Lacoste Celebrates 90 Years in an Ever-Changing World

The crocodile powers on

Classic prep brand Lacoste fêtes turning 90 by building on a previous campaign, "Unexpected Encounters." That sense of pose, then juxtapose, was already present there. This is magnified in "Impossible Encounters," celebrating how the crocodile (symbol of founder and tennis champ René Lacoste) has transitioned through decades without losing its sense of savoir-faire, creativity and elegance.

Elegance is a key word here. Maybe the word conjures images of long cigarette holders, or a silhouette that cuts through a background like a slash. But you don't capture elegance by dogmatically applying your fingers to the right places on a wine glass. In this work, Lacoste and BETC Paris manifest its most elusive ingredient: The insouciance that separates the merely fashionable from style. 

Your style is a dialogue, a living being. It's a personal, cultural, generational emission, filtered through your unique temporal self.

This campaign is set up along the lines of call and response. Stories with different contexts appear, starting in one place and ending in another. Cultures and classes clash, contrast and collaborate to form a richer picture—the kind that appears when we feel good, generous enough to break through the space between us.

These are field notes of creative human interactions with a brand whose clothes were made with certain intentions—sporty, comfortably moneyed, whatever. When we throw them on, we affirm, negotiate, argue and play with those ideas.

As a rap fan from the Paris Banlieu told the brand, "An outfit someone would typically wear for golf, we wear on the streets in the suburbs. We claim those codes of luxury, and we know we wear them well."

_TASKS TO COMPLETE:_
**A)** According to the Lacoste article, which agency worked with the brand on this campaign?
**B)** Write out the passage of the Lacoste article starting at "Classic prep brand" and ending at "creativity and elegance.".
**C)** Extend the Lacoste article past its final sentence.

_ITEMS:_
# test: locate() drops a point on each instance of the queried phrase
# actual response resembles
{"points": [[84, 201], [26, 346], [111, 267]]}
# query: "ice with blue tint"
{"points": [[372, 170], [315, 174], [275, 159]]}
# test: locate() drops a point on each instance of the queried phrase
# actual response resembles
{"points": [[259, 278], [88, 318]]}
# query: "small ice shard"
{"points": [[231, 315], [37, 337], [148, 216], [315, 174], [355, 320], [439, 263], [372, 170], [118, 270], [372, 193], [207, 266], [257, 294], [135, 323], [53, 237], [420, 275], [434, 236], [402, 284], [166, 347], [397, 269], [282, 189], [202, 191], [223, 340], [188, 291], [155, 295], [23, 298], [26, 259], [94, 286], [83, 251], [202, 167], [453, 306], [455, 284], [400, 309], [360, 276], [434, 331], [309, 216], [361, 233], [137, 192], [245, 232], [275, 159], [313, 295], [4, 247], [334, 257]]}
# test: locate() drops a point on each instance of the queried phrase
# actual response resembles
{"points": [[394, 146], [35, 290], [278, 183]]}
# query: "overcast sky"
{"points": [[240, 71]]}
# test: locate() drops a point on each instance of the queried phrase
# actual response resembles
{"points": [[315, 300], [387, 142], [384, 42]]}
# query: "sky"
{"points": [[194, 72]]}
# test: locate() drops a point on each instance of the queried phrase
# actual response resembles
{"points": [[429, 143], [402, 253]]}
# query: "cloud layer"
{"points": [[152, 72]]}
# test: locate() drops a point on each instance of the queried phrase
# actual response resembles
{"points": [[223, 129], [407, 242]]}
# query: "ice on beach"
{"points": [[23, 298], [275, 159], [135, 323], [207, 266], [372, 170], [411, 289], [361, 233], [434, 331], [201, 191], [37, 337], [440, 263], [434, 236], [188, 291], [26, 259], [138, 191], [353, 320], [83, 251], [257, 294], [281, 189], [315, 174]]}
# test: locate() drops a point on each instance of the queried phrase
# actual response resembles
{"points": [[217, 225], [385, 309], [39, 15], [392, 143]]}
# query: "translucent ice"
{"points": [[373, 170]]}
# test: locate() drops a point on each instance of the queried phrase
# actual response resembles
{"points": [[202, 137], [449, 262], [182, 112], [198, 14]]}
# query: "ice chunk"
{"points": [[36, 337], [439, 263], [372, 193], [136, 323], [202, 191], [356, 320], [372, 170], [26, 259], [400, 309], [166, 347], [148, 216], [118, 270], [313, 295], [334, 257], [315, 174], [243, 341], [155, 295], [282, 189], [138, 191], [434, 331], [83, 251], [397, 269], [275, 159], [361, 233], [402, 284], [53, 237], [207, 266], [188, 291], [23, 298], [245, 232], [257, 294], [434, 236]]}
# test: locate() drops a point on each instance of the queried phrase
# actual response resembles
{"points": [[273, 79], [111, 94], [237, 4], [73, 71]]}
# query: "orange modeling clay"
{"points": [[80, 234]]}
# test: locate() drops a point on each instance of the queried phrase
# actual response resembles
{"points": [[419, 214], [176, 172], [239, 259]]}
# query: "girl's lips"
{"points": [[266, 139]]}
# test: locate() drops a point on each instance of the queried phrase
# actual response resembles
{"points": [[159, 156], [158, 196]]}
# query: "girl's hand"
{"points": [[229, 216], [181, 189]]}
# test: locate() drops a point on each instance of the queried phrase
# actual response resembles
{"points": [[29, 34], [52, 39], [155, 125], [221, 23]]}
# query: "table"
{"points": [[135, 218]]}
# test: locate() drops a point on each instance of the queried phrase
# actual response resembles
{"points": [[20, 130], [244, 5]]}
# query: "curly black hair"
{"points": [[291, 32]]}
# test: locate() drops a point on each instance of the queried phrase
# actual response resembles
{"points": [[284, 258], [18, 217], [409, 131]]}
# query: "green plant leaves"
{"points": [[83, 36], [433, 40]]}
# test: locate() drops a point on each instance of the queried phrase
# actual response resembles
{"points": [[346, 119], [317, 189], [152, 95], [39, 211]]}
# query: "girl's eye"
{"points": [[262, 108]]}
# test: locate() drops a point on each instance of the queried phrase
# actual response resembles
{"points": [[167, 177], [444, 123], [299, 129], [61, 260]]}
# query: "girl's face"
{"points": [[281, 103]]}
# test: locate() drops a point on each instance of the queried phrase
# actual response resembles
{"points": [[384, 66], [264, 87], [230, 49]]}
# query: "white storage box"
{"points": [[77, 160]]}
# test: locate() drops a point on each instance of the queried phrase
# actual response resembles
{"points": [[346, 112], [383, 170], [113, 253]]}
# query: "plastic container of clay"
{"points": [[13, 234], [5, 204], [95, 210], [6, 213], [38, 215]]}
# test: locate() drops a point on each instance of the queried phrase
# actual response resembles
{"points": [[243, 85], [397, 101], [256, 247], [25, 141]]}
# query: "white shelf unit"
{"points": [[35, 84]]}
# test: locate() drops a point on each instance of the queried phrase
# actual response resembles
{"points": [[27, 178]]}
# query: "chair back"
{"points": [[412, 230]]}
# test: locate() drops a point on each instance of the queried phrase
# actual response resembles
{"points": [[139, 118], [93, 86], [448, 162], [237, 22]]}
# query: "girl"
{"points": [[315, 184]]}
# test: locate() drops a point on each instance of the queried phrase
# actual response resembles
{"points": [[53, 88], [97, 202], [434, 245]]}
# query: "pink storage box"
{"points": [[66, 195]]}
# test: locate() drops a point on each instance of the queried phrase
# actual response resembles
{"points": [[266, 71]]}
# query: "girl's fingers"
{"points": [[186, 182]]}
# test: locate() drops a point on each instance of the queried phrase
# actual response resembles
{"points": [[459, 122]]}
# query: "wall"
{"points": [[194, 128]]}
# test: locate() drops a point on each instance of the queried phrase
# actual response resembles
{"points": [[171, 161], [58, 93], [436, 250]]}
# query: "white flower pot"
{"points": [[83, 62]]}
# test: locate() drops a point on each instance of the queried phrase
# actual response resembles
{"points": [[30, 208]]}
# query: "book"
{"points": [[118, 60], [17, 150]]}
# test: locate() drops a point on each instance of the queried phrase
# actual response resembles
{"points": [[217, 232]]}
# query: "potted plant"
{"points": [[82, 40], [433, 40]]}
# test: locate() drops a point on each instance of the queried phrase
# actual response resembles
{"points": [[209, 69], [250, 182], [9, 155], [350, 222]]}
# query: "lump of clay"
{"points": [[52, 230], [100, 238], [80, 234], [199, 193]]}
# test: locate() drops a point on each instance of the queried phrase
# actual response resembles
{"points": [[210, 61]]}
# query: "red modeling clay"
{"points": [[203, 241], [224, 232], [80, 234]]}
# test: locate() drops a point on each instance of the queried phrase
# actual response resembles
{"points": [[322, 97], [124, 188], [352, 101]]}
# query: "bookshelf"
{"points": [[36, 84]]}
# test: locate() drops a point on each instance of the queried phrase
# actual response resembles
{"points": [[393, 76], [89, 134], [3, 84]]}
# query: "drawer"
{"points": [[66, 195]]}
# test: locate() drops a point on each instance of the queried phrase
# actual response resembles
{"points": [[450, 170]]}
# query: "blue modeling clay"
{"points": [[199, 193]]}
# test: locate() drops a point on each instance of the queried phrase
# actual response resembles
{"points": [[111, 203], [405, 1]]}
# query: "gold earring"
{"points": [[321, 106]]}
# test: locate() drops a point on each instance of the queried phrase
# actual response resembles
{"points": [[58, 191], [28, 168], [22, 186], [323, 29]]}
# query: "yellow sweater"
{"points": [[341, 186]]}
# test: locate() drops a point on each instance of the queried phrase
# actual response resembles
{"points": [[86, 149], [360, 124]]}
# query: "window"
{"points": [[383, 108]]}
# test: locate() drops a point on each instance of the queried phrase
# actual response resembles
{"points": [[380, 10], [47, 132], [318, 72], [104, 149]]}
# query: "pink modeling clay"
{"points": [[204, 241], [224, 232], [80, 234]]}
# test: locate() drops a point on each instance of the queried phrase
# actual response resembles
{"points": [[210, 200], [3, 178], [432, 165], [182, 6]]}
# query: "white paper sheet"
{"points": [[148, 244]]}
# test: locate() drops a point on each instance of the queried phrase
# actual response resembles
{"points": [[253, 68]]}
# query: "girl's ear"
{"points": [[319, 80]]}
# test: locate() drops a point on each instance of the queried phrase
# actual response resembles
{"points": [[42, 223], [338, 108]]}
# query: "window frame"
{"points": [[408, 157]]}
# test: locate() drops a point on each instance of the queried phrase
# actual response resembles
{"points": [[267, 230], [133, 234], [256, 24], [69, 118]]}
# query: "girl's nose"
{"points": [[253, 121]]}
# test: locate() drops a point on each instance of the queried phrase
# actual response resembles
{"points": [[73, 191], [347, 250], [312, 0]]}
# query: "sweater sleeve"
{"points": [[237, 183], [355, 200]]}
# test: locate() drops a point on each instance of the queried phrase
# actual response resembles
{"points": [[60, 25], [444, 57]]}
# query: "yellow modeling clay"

_RESPONSES TO THE TASKS:_
**A)** BETC Paris

**B)**
Classic prep brand Lacoste fêtes turning 90 by building on a previous campaign, "Unexpected Encounters." That sense of pose, then juxtapose, was already present there. This is magnified in "Impossible Encounters," celebrating how the crocodile (symbol of founder and tennis champ René Lacoste) has transitioned through decades without losing its sense of savoir-faire, creativity and elegance.

**C)**
Or take this quote from a Marseillaise vintage lover: "Generally, I tend to prefer pieces that look a bit grandpa."

We're into it. It's fresh and joyful. From Vitry-sur-Seine to New York, Tokyo to São Paolo, the campaign feels like what writer Donna Haraway once called staying with the trouble: "Learning to be truly present, not as a vanishing pivot between awful or edenic pasts and apocalyptic or salvific futures, but as mortal critters entwined in myriad unfinished configurations of places, times, matters, meanings."

In doing this—mixing and melding, mashing up—we deepen our own messages and add more color to the brand's historic tableau.

"Impossible Encounters" bridges eight subcultures to "highlight both their differences and their unexpected similarities—finding unique symmetry in their favorite meet-up spots, surprising parallels in clothing color palettes and striking contrast between their minimalist/maximalist spirits," Lacoste says. It’s a stylized conversation, rendered coherent by a mutual nod or a wave, eye contact across physical divides. 

The worlds complete each other, reinforcing the notion—subversive today—that kindred spirits, making kinfolk, are found not in rote sameness but in prolifically diverse interpretations of a brand, which in the end is merely an idea. To quote Haraway again: "The task is to make kin in lines of inventive connection as a practice of learning to live and die well with each other in a thick present."

It's life-affirming. It's unexpectedly political. Happy 90, Lacoste.

Youth culture aficionado Yoni Lappin served as director. Curators, tasked with ensuring appropriate representations of each culture, include Lacosteiros expert Fernanda Souza (São Paulo) and street style specialist Motofumi "Poggy" Kogi (Tokyo).

The stills, which you'll find below, were shot by Irish photog Ronan Gallagher.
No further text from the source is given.